#### DOCUMENT SOURCE ####
Il est urgent qu’apparaisse un logiciel irrésistible capable de relancer le Macintosh.
Jazz, le produit attendu de Lotus, est en retard.
Steve Jobs, après une réticence initiale commence à trouver un certain charme au tableur Excel de Microsoft. Mais Apple est confrontée à un dilemme.
Microsoft développe un environnement que Sculley juge dangereux à terme : Windows reproduit l’aspect du Macintosh sur un PC.
Les conseillers juridiques d’Apple sont partisans d’adopter une attitude similaire à celle pratiquée avec Digital Research : brandir le spectre d’une attaque en justice.
Informé des intentions d’Apple, Gates décroche son téléphone et cherche à joindre Sculley au plus vite.
Il lui demande de confirmer la rumeur selon laquelle un procès serait envisagé.
Une réunion est organisée en toute hâte à Cupertino.
Bill Gates, sûr de ses atouts traite Sculley sans aménité aucune.
Il émet de grands doutes sur les chances de survie de Macintosh et brandit deux armes implacables : il menace d’arrêter le développement d’Excel, et de retirer la licence du BASIC de l’Apple II.
Le président d’Apple tente de calmer le jeu : si Microsoft abandonne le développement Excel, les chances de survie du Mac sont réellement en péril.
La perte de licence du BASIC de l’Apple II serait pareillement préjudiciable pour ce micro-ordinateur dont les ventes continuent d’être excellentes.
####
→ **CONSIGNE A**
Actualisez le passage sur Apple et Microsoft, de « Jazz, le produit » jusqu'à « procès serait envisagé. » inclus, en remplaçant « Sculley » par « le président d'Apple ».
#### LIGNES DE DONNÉES ####
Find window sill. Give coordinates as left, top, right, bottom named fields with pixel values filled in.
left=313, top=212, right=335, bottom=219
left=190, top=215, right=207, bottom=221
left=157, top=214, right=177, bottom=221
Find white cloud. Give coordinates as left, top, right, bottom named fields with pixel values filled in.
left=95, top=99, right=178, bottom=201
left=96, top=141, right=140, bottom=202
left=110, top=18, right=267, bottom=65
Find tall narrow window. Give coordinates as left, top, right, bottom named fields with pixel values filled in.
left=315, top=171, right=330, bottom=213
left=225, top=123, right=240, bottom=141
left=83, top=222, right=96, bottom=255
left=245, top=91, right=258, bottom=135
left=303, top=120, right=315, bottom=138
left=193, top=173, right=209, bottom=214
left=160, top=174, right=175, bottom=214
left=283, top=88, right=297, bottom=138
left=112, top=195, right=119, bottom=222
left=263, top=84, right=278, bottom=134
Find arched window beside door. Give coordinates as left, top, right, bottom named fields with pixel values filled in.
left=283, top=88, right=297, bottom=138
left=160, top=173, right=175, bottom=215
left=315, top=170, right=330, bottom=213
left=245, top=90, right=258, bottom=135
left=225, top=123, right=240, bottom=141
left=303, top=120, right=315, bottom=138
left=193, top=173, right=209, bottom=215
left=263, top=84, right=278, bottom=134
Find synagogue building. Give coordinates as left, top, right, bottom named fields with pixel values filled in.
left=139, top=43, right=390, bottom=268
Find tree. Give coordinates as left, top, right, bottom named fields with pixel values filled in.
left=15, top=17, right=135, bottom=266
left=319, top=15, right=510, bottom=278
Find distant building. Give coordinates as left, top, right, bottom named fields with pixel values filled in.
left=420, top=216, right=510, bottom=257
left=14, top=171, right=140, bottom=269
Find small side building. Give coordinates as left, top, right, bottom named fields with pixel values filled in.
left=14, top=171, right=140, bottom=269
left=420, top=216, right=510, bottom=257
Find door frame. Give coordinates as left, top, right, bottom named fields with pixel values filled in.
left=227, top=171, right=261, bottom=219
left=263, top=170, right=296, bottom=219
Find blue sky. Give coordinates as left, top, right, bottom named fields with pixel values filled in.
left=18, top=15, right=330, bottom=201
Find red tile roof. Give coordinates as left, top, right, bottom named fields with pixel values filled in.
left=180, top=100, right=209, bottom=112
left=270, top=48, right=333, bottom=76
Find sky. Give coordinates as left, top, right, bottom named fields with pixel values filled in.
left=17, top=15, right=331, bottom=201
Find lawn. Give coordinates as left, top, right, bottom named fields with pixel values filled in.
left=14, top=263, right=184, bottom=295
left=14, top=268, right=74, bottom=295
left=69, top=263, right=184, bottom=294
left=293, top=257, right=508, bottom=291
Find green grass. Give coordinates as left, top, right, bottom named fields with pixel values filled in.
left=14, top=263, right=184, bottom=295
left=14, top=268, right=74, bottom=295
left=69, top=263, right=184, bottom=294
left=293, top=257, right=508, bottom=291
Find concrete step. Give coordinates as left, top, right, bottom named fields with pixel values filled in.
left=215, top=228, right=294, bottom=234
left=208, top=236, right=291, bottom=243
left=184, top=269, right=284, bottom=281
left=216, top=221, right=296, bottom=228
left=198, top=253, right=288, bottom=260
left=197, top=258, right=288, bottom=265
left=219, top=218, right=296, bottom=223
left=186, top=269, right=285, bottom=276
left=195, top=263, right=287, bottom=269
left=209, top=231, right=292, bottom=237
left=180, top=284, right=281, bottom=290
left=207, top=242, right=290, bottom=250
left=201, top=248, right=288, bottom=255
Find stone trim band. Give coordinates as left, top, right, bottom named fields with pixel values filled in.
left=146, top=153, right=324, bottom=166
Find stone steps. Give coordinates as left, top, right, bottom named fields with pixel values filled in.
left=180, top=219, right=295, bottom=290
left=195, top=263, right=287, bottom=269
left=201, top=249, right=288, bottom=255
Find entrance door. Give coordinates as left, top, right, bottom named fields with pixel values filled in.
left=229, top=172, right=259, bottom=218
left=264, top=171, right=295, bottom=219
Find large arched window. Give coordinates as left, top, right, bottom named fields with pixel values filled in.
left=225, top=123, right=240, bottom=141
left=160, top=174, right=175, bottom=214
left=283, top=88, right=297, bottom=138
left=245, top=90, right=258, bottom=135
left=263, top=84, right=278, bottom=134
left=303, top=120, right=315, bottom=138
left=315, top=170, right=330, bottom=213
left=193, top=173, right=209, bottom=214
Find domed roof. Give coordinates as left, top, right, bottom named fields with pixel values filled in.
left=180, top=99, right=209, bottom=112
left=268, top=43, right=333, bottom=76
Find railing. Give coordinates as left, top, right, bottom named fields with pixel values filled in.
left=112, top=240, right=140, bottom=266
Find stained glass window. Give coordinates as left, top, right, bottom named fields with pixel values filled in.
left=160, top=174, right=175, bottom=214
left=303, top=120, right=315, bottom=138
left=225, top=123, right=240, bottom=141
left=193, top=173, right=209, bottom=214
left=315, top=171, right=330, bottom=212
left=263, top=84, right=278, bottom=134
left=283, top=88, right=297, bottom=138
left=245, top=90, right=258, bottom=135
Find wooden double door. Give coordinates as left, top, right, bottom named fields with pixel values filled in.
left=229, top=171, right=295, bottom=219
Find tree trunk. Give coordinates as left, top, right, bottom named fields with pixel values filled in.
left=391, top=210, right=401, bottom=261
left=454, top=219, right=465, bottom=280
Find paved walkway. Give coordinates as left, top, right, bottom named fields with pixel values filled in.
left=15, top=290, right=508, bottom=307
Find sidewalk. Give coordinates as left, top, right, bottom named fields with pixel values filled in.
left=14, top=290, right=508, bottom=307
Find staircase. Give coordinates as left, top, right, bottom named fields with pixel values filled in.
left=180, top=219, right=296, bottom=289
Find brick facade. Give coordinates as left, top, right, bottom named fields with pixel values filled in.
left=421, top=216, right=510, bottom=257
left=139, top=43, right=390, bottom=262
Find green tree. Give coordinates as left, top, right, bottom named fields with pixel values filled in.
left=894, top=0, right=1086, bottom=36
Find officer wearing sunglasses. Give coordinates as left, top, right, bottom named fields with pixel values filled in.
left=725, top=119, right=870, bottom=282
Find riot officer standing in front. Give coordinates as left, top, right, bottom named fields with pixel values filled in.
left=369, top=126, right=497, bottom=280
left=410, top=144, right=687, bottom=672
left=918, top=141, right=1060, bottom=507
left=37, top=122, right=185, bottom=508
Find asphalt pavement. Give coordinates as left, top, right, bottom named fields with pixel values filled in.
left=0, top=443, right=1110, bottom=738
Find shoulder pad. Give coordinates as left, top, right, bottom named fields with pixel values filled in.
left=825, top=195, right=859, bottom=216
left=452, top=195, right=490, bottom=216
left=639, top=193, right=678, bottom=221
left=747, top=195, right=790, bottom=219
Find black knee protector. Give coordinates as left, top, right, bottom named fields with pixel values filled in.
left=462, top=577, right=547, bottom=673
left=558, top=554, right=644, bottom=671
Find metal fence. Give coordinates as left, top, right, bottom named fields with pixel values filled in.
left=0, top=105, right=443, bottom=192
####
→ **CONSIGNE B**
Recopiez à l'identique, s'il vous plaît, les enregistrements depuis leur début jusqu'à la ligne contenant « left=139, top=43, right=390, bottom=268 », celle-ci comprise.

→ **BONNE RÉPONSE A**
Jazz, le produit attendu de Lotus, est en retard.
Steve Jobs, après une réticence initiale commence à trouver un certain charme au tableur Excel de Microsoft. Mais Apple est confrontée à un dilemme.
Microsoft développe un environnement que le président d'Apple juge dangereux à terme : Windows reproduit l’aspect du Macintosh sur un PC.
Les conseillers juridiques d’Apple sont partisans d’adopter une attitude similaire à celle pratiquée avec Digital Research : brandir le spectre d’une attaque en justice.
Informé des intentions d’Apple, Gates décroche son téléphone et cherche à joindre le président d'Apple au plus vite.
Il lui demande de confirmer la rumeur selon laquelle un procès serait envisagé.

→ **BONNE RÉPONSE B**
Find window sill. Give coordinates as left, top, right, bottom named fields with pixel values filled in.
left=313, top=212, right=335, bottom=219
left=190, top=215, right=207, bottom=221
left=157, top=214, right=177, bottom=221
Find white cloud. Give coordinates as left, top, right, bottom named fields with pixel values filled in.
left=95, top=99, right=178, bottom=201
left=96, top=141, right=140, bottom=202
left=110, top=18, right=267, bottom=65
Find tall narrow window. Give coordinates as left, top, right, bottom named fields with pixel values filled in.
left=315, top=171, right=330, bottom=213
left=225, top=123, right=240, bottom=141
left=83, top=222, right=96, bottom=255
left=245, top=91, right=258, bottom=135
left=303, top=120, right=315, bottom=138
left=193, top=173, right=209, bottom=214
left=160, top=174, right=175, bottom=214
left=283, top=88, right=297, bottom=138
left=112, top=195, right=119, bottom=222
left=263, top=84, right=278, bottom=134
Find arched window beside door. Give coordinates as left, top, right, bottom named fields with pixel values filled in.
left=283, top=88, right=297, bottom=138
left=160, top=173, right=175, bottom=215
left=315, top=170, right=330, bottom=213
left=245, top=90, right=258, bottom=135
left=225, top=123, right=240, bottom=141
left=303, top=120, right=315, bottom=138
left=193, top=173, right=209, bottom=215
left=263, top=84, right=278, bottom=134
Find synagogue building. Give coordinates as left, top, right, bottom named fields with pixel values filled in.
left=139, top=43, right=390, bottom=268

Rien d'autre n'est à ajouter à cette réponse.